Document:
----------------------------------------
Horse Tale

Voice over or on camera, sometimes the most mundane gigs turn out to be the most memorable.

Grindstone Pic 1Let’s face it, for actors, some jobs are thrilling from the time we get the breakdown – others, well…not so much. When it’s voicing a national ad campaign for an iconic product, narrating a documentary on an important subject, creating the voice of an awesomely drawn cartoon character, or, for crossover actors like me, reading for a movie or TV show, most actors’ blood pressure rises just a bit when we see those pop into our inboxes. But how about hosting a veterinary industrial film on equine health? Sounds dull, right? That’s what I thought. But I was wrong!

And to think, I almost passed on the audition! The call was 30 miles away from my house, and I’d read for this client before with no success. I knew I would be required to work with a teleprompter, a very specific skill that was relatively new to me. The veterinary language was a tongue twisting challenge and I messed up every other word. I left the audition thinking there was no way in heck I would book that job. It was a pleasant surprise when my agent called to say I got it, but I never would have predicted I’d be blogging about it a couple of years later.

By all indications it looked like I’d be spending my time on set expounding in my best supposedly expert manner on the scintillating subjects of intestinal parasites and skin disorders, while trying my best to avoid stepping in “land mines.” Maybe they would pair me with a tired old nag, which would be cool, but basically I’d be marking time and collecting a paycheck. Turns out, that job is one of the coolest I’ve ever done.
----------------------------------------
Data section:
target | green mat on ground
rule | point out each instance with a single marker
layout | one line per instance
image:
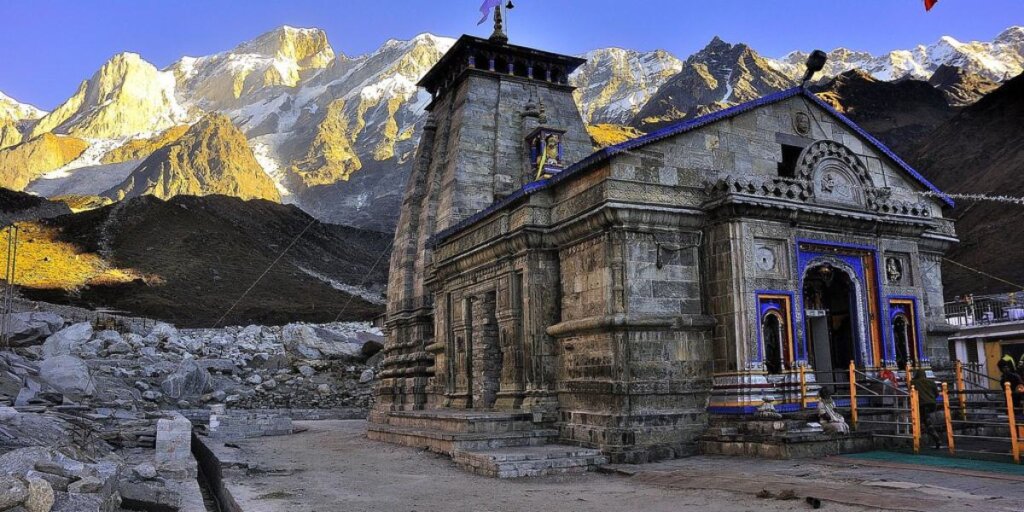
----------------------------------------
What to work on:
(A) For each statement about the essay on the equine health film, answer yes or no on whether it agrees with the essay, and quote the words that decide it.
(i) The audition took place close to the writer's home.
(ii) The writer had read for this client before without success.
(iii) Working with a teleprompter was a skill the writer had long since mastered.
(B) Carry the essay on the equine health film forward from its final sentence with the next part of the account.
The listing is material separate from the essay on the equine health film.

Expected answers:
(A)
(i) No: "The call was 30 miles away from my house"
(ii) Yes: "I’d read for this client before with no success"
(iii) No: "a very specific skill that was relatively new to me"

(B)
When I arrived at the location that first morning I was led to beautiful stables – nicer than some apartments I’ve lived in. I’m kidding. No, I’m not. All of the animals in the stalls were fine specimens, but the first horse I was paired with was special. He was a stunning black stallion with one definitive white spot halfway down his nose. We managed to get a few set-ups “in the can” before this handsome fellow had had enough of that foolishness and became a bit too feisty for our little video shoot. He was led back to his stall where he proceeded to turn his back on us peons and tuck into a large portion of high quality feed. A calmer mare was brought in to finish the day’s shoot.

It was only afterwards that I learned that the first horse I had been working with was the 1996 Kentucky Derby winner Grindstone, now retired to stud at these stables outside Newberg, Oregon! Here’s a video clip of the race, which Grindstone won with an incredibly exciting charge from the back of the pack:

That horse definitely knew he was the baddest dude on set that day, and after seeing that clip, I wouldn’t think to question it! I’m just glad he put up with the likes of me long enough to get the shots we needed.

The shoot lasted three days, with two additional days of VO sessions. It was great to get a weeks’ work, but more importantly, to have a terrific memory to add to my “life reel.” And to think, I almost didn’t go to the audition! If I ever needed a reminder to embrace every opportunity that comes along for the possibilities it might hold, that job was it!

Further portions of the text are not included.